### Document excerpt
>>>
Sources told Betaville that THG founder and chief executive Matt Moulding could be working with the private equity firms on a leveraged buyout to take the group private. 

Others claimed the private businesses could be working up plans to buy parts of THG’s business.

It comes months after Moulding, 49, said he regretted listing the company in London, saying the process had ‘just sucked from start to finish.’ 

The billionaire also hinted he could take THG private if its share price performance did not improve.

It was seen as the darling of the stock market when it listed in September 2020 and was the biggest London IPO since the Royal Mail in 2013. 

The company jumped 25 per cent from its 500p offer price on its first day. 

But shares in the group have fallen over 80 per cent over the last year amid a series of questions over its governance and the value of its tech business. 

Moulding has also drawn criticism for his role as the group’s chief executive, chairman and landlord. 

He was also forced to give up a ‘golden share’, which gave him the power to block any takeover attempts in the group. 

Yesterday was THG’s best day on the stock market for months. 

But despite the jump, the business is still valued at just over a quarter of what it was when it floated. 

THG also remains under intense pressure from short-sellers – traders that bet that a company’s share price will keep falling. 

Early last month it was revealed that the value of shares held by short-sellers had hit £110m as they rushed to cash in on its tumbling stock price.
<<<
### Directions for this task
Reproduce part of the THG article word for word, starting at the words "It comes months" and ending after the words "chairman and landlord.".

### Records shown
>>>
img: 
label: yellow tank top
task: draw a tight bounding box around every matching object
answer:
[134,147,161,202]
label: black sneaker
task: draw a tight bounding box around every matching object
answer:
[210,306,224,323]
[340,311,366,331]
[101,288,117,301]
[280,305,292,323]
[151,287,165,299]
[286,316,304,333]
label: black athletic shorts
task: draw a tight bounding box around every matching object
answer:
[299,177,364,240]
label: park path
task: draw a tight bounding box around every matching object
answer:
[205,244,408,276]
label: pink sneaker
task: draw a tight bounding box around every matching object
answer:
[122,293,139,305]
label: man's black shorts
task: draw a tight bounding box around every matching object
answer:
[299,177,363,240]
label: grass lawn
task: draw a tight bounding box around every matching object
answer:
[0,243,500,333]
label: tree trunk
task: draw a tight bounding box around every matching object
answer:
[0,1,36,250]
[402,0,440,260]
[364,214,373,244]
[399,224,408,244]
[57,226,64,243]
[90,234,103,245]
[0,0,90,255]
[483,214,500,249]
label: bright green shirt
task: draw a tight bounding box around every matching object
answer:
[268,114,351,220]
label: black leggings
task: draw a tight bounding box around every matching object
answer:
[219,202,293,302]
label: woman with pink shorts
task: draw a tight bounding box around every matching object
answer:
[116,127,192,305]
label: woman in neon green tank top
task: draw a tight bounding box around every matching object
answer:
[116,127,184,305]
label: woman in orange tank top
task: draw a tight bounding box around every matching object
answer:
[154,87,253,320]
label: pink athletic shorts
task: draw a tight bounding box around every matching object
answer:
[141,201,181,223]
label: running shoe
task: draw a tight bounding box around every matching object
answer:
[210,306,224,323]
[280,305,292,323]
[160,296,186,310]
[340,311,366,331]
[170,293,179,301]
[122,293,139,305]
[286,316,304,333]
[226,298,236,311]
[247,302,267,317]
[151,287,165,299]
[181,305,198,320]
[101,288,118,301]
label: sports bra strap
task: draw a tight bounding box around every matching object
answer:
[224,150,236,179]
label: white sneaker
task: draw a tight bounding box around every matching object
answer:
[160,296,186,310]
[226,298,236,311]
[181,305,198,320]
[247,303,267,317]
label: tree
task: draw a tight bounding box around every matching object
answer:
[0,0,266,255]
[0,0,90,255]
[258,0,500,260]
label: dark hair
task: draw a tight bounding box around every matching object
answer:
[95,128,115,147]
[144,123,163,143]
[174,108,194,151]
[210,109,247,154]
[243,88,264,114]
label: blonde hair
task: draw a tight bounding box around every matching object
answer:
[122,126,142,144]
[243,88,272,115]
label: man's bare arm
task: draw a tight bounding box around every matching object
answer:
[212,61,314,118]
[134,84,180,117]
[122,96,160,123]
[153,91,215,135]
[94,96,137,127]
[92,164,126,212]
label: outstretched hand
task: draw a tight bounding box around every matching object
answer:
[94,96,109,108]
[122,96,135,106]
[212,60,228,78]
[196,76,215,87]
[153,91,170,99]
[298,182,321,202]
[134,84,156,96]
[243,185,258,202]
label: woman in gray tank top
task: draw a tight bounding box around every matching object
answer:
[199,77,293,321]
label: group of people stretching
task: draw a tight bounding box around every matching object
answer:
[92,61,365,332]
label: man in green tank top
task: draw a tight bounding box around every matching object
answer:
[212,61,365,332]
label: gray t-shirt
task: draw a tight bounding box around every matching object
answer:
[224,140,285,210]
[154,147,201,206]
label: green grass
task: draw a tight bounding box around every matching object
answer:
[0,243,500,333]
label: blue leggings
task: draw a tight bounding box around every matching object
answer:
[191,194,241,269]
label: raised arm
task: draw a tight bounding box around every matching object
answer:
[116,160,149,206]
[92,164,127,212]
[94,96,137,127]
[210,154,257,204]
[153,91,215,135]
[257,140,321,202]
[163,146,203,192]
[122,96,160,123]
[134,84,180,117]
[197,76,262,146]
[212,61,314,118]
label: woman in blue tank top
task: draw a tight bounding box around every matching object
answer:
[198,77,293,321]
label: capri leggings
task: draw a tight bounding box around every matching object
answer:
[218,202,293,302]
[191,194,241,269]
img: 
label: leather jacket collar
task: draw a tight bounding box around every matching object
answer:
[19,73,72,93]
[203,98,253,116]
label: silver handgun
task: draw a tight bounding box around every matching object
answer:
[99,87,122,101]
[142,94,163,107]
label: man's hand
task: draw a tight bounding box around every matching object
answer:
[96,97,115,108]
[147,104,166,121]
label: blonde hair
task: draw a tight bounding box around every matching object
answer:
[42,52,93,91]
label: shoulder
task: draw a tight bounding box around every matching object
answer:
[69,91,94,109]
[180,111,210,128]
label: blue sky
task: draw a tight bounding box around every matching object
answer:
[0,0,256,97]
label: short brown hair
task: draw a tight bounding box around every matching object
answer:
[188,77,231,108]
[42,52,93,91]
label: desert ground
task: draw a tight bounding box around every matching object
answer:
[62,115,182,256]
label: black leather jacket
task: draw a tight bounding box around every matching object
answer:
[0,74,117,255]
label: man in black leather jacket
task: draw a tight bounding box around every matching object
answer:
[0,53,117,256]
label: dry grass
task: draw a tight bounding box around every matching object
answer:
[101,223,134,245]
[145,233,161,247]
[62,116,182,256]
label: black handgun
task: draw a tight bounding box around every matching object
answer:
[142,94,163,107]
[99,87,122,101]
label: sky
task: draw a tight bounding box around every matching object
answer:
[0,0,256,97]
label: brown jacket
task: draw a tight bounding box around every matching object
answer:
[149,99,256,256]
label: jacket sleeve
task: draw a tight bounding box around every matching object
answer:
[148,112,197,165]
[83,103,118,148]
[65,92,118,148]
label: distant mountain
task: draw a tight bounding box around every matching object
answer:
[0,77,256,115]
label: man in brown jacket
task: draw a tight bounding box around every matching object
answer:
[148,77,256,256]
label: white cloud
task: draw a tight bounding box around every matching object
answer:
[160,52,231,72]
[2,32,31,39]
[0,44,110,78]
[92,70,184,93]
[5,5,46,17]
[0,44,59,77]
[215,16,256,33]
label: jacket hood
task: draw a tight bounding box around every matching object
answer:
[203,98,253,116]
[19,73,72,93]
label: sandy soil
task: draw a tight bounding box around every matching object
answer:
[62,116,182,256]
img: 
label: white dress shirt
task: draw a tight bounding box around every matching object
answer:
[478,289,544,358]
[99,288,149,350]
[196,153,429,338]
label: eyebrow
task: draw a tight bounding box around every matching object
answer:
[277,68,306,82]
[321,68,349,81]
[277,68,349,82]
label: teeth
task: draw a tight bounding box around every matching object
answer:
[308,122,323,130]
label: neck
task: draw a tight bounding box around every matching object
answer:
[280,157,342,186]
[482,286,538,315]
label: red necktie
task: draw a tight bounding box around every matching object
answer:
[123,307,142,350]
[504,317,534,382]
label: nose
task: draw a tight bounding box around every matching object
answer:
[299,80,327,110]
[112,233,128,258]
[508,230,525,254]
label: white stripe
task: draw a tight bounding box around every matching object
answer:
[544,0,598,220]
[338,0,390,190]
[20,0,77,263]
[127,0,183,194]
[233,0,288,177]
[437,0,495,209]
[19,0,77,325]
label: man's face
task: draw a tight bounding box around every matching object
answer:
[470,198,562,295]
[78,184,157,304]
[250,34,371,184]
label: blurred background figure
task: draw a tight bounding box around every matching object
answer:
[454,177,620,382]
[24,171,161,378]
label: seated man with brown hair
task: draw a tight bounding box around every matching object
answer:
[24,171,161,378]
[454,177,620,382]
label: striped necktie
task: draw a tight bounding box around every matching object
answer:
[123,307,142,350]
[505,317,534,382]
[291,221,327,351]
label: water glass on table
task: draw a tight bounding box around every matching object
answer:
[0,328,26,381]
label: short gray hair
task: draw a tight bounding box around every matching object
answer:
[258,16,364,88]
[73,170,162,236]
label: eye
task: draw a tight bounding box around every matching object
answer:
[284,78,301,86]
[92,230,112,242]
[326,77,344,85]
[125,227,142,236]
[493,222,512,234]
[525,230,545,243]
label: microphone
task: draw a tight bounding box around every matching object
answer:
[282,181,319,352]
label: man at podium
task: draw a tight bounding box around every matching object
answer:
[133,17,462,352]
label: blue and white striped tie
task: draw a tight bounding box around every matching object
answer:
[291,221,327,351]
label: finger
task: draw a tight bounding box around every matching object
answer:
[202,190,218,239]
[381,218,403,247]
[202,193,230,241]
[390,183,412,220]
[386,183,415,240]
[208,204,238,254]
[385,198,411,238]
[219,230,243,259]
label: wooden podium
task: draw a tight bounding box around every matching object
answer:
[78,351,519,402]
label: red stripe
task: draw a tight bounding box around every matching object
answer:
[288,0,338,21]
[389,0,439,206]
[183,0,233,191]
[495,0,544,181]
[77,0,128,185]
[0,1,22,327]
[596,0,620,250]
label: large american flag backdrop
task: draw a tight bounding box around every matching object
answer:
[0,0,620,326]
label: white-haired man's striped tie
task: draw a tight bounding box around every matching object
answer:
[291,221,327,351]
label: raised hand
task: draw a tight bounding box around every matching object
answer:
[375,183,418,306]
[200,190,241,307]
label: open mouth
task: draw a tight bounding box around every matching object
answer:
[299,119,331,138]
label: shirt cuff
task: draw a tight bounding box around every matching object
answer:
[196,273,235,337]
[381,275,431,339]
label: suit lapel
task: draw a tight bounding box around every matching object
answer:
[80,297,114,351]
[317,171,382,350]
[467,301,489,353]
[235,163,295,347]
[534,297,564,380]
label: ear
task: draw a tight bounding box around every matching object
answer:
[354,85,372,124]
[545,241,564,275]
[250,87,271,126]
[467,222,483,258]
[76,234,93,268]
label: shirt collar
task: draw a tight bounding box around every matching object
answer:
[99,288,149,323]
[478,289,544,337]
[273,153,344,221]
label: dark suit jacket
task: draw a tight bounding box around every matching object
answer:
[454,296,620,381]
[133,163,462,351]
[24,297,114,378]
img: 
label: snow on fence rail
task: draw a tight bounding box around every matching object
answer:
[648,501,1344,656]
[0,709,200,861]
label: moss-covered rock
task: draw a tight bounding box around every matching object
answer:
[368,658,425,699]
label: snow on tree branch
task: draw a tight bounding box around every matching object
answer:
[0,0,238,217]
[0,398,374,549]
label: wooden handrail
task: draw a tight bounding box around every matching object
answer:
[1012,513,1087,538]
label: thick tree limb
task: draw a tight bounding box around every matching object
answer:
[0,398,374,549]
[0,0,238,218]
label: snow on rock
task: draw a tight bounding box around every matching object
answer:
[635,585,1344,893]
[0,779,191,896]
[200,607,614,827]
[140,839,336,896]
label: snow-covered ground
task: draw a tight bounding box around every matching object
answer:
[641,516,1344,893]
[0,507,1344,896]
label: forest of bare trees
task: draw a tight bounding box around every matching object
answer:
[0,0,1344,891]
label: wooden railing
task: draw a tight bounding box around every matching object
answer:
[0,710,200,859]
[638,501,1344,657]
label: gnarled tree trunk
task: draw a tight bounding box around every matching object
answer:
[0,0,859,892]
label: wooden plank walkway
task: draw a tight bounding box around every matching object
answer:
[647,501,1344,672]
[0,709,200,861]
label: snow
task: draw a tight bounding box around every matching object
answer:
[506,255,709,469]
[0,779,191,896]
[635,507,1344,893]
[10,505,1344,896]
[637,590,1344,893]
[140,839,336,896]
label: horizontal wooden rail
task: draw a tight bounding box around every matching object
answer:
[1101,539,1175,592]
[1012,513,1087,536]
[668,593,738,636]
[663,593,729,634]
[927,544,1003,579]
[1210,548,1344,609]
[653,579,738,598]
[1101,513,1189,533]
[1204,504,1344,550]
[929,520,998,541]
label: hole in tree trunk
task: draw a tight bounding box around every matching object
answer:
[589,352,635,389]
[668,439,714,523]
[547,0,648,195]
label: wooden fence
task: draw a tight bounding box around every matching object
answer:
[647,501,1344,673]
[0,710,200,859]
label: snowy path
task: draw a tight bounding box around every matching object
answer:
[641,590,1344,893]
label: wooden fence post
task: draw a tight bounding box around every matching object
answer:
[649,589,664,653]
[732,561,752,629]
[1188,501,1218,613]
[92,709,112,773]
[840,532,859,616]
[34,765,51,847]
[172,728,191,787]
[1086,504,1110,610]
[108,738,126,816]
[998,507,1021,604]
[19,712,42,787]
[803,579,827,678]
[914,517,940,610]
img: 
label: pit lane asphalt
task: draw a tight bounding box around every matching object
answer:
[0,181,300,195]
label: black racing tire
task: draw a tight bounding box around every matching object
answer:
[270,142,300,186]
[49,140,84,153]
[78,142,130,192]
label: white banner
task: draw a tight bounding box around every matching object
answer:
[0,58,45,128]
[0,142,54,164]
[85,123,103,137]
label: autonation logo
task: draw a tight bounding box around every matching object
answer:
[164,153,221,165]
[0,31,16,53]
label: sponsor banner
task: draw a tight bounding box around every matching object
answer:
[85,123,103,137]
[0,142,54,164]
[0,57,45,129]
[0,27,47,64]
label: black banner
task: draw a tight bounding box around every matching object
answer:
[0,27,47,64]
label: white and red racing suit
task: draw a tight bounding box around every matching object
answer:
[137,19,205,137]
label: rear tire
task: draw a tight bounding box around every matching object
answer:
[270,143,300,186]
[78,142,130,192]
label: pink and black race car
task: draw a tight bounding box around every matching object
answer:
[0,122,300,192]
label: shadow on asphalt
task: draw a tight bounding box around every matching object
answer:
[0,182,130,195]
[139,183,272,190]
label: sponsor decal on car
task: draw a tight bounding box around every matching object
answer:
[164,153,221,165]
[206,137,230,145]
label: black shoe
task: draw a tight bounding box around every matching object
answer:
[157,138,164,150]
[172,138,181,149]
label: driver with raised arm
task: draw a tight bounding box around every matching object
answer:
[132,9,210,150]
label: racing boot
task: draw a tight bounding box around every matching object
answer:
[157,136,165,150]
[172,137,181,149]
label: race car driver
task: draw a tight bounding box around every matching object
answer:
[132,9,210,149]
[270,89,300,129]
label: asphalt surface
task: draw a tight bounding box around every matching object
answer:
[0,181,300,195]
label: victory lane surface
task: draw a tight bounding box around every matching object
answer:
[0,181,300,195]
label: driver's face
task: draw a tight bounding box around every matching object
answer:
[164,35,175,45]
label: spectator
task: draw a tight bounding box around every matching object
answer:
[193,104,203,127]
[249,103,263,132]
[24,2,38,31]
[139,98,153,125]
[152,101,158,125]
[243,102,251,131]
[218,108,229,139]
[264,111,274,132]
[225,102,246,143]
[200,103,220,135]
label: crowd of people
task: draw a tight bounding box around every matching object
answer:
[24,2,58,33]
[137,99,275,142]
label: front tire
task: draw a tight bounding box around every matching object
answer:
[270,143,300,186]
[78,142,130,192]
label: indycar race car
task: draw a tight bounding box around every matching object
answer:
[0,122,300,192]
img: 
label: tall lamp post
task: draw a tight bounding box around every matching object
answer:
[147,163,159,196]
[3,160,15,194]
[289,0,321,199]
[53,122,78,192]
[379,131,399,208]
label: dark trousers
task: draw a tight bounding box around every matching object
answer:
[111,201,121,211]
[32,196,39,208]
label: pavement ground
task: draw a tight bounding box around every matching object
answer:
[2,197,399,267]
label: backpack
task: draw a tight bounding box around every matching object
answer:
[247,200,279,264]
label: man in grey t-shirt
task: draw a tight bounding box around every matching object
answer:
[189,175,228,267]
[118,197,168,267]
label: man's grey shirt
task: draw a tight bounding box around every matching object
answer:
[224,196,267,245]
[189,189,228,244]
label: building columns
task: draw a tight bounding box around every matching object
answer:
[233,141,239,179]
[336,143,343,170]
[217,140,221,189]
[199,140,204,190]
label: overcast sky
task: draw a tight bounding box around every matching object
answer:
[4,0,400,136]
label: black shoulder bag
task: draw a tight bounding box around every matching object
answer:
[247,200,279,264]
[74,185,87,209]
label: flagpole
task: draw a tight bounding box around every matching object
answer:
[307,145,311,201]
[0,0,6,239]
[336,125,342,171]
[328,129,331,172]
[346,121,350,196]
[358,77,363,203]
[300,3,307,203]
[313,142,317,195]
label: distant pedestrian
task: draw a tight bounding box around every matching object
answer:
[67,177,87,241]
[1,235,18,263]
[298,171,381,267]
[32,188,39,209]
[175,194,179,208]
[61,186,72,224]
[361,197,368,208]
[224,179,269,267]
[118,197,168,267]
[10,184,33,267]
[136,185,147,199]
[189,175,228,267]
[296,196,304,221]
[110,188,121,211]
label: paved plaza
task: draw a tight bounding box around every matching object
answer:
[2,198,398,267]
<<<
### Answer to the problem
It comes months after Moulding, 49, said he regretted listing the company in London, saying the process had ‘just sucked from start to finish.’ 

The billionaire also hinted he could take THG private if its share price performance did not improve.

It was seen as the darling of the stock market when it listed in September 2020 and was the biggest London IPO since the Royal Mail in 2013. 

The company jumped 25 per cent from its 500p offer price on its first day. 

But shares in the group have fallen over 80 per cent over the last year amid a series of questions over its governance and the value of its tech business. 

Moulding has also drawn criticism for his role as the group’s chief executive, chairman and landlord.